- **OBJECTIVE 1**
In the Status Cache initialization text, which file holds the db.available.cpu setting?
- **OBJECTIVE 2**
Reproduce the part of the Status Cache initialization text between "The initialization from" and "has been reached.", inclusive.

Status Cache Initialization

Overview

The Status Cache is reponsible for providing the execution result for every Data Quality execution for each corresponding entity object.
Instead of loading each result from the database, all results are stored in-memory.

The initialization of the Status Cache takes place during server startup because vital functionality depends on it (e.g. the Data Quality Dashboard).

Schema Changes

The StatusRevision table has a new column called StatusEntryJSON which contains a binary compresssed JSON object which holds all StatusEntry records.
The application server checks for the existence of the that column, and in case it does not exist it will create and populate it during server startup.

Initialization

The StatusCache initialization supports multiple strategies for populating the cache:

  • Initialization from Database

  • Initialization over Network

  • Initialization from Local Storage

Both Network and Local Storage strategies are optional and can be disabled, however they offer superior performance.

Database

The initialization from database supports parallel processing. By default, parallel processing is enabled if the database contains more than 200.000 status objects.
The default parallel degree is determined upon the db.available.cpu setting in the server.properties file.

Database-related properties
# Status cache initialization will utilize multiple threads once the threshold has been reached.
# Default: 200000
com.heiler.ppm.status.server/statusCache.parallelTreshold = 200000
 
# The maximum amount of concurrent threads to query the database.
# Default: empty (using "number of DB CPU cores" configured in server.properties)
com.heiler.ppm.status.server/statusCache.parallelDegree =

Network

The initialization over network supports parallel processing and is enabled by default.
Since there is only a single socket connection between servers, the idea behind the parallel degree is that one thread is compressing the cache elements while another thread is sending the data to the other server.

- **DATA EXTRACT**
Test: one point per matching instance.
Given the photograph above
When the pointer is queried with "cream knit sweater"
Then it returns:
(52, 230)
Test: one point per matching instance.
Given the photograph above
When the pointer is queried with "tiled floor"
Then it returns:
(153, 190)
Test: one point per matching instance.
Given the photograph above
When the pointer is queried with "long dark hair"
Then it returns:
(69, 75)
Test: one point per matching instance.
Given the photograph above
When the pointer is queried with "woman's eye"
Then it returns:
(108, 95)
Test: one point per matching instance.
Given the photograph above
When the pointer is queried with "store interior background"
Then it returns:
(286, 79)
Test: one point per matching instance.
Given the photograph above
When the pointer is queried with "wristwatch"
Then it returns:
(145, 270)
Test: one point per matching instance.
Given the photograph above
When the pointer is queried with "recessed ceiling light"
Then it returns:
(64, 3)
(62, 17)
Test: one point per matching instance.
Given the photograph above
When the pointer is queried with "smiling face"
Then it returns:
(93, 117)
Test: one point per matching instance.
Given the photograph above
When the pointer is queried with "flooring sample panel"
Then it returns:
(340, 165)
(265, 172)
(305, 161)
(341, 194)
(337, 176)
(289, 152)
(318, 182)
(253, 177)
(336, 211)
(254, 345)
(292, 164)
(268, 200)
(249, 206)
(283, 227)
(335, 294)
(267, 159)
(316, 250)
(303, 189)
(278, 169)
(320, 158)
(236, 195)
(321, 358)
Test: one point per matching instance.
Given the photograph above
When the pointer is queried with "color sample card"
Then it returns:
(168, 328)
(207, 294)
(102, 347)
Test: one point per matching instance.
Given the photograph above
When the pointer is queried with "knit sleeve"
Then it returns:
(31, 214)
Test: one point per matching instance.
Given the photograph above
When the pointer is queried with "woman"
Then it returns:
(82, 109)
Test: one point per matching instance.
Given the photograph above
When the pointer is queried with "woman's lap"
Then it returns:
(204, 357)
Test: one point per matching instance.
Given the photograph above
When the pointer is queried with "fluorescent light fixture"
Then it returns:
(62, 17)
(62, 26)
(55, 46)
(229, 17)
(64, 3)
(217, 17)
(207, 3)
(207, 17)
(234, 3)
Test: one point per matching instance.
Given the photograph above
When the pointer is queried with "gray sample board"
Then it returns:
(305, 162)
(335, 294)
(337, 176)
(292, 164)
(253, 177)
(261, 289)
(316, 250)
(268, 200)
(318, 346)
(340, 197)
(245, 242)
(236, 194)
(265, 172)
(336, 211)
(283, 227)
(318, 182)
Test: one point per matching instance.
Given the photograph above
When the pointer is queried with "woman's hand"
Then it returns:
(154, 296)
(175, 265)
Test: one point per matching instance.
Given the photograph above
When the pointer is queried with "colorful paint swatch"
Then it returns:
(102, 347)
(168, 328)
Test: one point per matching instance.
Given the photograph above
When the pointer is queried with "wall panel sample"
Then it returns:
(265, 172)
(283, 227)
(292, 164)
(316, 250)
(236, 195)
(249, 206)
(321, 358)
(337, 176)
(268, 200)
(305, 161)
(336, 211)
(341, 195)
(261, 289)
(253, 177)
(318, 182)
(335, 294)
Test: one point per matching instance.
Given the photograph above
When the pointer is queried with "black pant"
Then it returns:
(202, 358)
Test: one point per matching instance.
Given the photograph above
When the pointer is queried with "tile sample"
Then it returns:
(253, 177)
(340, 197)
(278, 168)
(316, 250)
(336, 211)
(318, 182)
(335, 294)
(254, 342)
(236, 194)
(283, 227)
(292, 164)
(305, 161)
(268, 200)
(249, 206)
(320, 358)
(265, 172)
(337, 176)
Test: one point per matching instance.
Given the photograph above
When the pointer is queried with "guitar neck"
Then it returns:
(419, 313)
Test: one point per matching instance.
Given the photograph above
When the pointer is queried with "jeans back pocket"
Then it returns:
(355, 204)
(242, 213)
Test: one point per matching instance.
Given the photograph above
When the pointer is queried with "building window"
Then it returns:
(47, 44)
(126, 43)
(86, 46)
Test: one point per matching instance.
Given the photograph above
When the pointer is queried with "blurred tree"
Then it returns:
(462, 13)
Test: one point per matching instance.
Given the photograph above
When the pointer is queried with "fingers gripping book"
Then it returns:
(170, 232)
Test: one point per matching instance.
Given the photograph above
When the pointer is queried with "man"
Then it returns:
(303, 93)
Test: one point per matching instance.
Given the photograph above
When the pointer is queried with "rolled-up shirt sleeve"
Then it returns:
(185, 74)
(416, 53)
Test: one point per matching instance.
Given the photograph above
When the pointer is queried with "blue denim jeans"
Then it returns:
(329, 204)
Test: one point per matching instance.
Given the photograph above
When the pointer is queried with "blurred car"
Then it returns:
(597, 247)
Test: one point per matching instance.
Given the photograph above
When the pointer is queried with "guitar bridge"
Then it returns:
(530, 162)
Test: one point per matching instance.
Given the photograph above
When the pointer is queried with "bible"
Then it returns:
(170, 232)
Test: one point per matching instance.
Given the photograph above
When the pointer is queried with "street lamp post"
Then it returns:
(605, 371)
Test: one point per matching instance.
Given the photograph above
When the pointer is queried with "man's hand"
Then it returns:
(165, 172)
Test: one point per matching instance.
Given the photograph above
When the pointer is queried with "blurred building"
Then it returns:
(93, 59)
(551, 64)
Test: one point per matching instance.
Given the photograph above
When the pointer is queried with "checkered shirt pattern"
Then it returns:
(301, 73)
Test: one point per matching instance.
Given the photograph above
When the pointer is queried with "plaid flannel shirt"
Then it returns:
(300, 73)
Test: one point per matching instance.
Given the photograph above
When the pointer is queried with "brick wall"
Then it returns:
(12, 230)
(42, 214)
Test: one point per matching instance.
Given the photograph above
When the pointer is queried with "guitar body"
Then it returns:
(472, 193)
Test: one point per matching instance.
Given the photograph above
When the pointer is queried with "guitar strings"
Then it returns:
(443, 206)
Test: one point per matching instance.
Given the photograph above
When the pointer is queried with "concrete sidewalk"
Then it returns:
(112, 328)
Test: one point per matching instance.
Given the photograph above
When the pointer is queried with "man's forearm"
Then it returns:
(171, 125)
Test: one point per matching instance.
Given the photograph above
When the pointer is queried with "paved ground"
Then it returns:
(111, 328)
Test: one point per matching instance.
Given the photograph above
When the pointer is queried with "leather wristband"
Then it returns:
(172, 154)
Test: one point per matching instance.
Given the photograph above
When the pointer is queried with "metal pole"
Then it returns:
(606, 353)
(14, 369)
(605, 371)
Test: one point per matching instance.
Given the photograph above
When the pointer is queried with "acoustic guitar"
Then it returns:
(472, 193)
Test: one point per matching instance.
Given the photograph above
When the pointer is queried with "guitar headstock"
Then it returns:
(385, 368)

==

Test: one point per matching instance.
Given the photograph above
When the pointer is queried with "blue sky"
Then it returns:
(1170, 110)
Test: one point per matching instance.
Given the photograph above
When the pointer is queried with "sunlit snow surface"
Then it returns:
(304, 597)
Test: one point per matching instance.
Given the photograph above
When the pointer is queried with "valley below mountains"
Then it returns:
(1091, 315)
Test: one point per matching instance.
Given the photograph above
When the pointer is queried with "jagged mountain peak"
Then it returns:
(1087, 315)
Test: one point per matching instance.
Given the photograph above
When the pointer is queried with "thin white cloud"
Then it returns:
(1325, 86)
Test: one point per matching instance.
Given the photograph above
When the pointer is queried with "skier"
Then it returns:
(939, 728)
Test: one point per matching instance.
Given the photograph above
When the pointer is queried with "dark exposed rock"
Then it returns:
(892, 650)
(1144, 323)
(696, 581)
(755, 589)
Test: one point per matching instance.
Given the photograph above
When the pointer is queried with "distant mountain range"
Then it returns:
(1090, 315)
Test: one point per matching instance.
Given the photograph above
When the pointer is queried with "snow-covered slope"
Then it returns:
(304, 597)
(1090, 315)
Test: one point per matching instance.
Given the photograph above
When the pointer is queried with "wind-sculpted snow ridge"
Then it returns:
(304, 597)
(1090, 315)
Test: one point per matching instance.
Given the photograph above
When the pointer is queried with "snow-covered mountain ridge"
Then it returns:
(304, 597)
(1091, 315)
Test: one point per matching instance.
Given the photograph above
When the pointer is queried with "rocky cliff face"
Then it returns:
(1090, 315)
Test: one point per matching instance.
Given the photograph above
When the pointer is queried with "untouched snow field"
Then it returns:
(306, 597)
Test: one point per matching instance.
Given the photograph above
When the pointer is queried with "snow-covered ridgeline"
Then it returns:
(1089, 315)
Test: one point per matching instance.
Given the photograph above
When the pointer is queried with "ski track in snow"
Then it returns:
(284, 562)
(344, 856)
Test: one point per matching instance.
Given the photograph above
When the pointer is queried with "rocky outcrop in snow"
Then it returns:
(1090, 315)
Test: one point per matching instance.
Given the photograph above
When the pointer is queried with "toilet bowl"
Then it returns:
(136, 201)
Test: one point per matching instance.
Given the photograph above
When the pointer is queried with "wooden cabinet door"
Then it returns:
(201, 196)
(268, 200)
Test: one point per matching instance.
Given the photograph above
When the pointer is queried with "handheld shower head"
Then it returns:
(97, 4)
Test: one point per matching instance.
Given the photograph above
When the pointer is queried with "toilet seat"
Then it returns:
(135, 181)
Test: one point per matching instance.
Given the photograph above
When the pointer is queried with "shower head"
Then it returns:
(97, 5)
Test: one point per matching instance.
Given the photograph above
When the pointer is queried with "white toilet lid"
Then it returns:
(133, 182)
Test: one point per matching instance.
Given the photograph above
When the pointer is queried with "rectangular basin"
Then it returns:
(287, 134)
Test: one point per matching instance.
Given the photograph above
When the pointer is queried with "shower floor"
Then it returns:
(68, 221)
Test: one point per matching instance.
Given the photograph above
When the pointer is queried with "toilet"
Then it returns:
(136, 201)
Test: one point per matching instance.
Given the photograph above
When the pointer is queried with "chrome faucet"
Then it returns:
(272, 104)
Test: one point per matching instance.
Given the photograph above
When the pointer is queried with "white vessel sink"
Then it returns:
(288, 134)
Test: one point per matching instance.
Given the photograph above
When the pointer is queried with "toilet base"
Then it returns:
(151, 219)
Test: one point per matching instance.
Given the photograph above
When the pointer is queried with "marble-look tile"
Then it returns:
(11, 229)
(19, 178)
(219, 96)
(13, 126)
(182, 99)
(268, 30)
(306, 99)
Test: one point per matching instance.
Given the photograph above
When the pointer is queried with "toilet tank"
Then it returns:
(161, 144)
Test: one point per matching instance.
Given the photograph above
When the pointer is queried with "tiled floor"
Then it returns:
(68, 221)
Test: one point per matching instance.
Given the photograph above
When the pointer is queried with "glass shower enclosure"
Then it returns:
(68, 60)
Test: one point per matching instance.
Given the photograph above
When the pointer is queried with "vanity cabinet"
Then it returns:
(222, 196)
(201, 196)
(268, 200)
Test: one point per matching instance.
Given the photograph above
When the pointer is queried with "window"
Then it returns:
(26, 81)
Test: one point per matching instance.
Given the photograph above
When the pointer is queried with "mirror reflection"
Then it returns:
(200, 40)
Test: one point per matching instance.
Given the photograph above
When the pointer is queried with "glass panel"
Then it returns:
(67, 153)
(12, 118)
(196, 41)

* * *

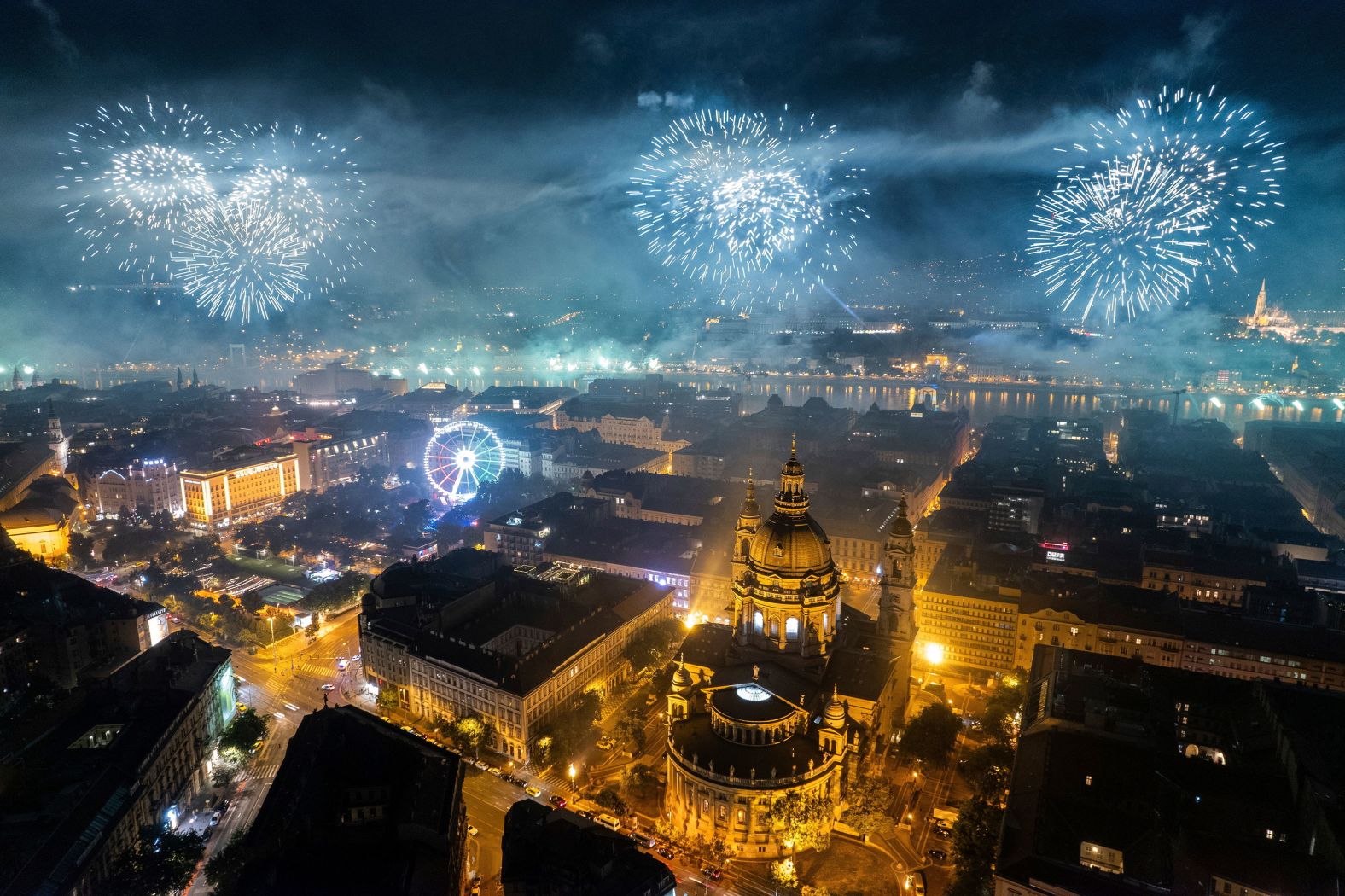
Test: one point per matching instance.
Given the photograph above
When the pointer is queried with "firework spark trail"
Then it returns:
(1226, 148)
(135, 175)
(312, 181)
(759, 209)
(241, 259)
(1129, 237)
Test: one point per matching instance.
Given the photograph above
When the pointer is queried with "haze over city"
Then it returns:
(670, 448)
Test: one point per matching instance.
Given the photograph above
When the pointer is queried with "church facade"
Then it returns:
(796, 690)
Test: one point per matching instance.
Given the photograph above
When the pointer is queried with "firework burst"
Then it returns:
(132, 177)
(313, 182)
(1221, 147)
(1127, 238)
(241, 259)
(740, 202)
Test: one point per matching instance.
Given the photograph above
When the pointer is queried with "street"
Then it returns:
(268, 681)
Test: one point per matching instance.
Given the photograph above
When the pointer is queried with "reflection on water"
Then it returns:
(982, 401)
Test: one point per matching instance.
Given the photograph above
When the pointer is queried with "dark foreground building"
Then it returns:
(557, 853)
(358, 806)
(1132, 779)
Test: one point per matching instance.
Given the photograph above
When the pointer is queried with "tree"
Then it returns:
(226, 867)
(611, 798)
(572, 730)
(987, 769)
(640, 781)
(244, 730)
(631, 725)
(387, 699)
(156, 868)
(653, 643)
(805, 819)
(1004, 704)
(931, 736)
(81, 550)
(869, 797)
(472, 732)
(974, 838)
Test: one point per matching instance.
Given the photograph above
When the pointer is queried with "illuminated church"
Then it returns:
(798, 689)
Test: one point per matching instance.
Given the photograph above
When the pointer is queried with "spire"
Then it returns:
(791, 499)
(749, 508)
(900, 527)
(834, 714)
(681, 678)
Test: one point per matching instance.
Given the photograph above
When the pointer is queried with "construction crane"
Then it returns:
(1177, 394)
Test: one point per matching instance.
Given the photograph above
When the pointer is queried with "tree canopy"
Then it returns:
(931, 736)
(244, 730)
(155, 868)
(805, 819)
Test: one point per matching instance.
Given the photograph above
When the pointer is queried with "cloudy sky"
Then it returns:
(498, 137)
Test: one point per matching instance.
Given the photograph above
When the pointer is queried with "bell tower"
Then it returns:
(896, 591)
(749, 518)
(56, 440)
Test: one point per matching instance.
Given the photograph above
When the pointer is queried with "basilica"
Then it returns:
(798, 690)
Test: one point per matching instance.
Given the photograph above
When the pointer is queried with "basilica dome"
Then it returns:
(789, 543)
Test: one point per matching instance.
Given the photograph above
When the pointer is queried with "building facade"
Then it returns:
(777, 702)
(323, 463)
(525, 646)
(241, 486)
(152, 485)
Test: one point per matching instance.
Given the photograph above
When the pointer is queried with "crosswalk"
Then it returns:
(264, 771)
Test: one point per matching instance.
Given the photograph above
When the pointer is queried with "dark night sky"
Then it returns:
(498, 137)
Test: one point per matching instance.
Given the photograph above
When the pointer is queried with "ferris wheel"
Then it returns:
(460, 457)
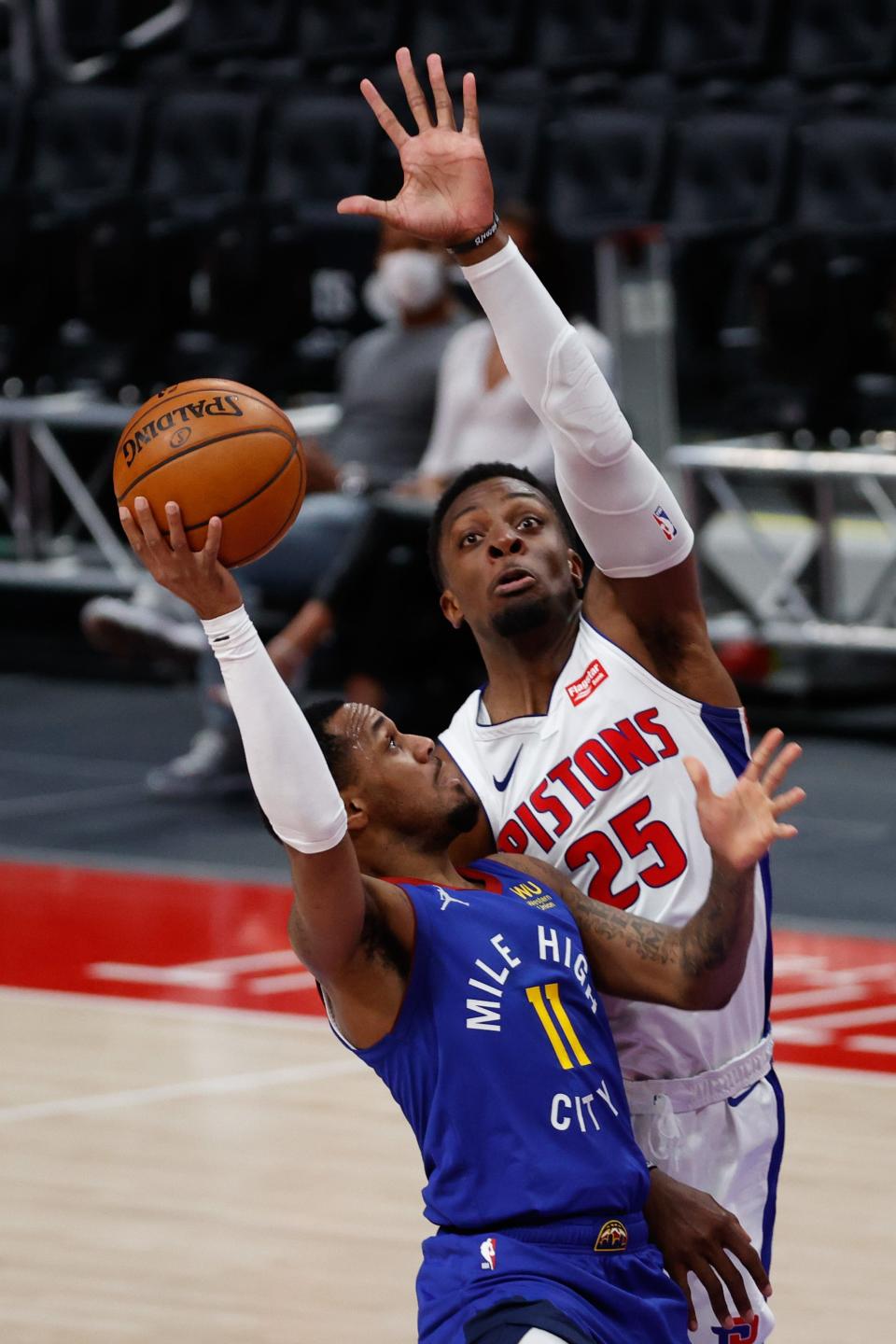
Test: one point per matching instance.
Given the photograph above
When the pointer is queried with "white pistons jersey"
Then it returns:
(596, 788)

- **EXERCISE ANSWER 1**
The server.properties file.

- **EXERCISE ANSWER 2**
The initialization from database supports parallel processing. By default, parallel processing is enabled if the database contains more than 200.000 status objects.
The default parallel degree is determined upon the db.available.cpu setting in the server.properties file.

Database-related properties
# Status cache initialization will utilize multiple threads once the threshold has been reached.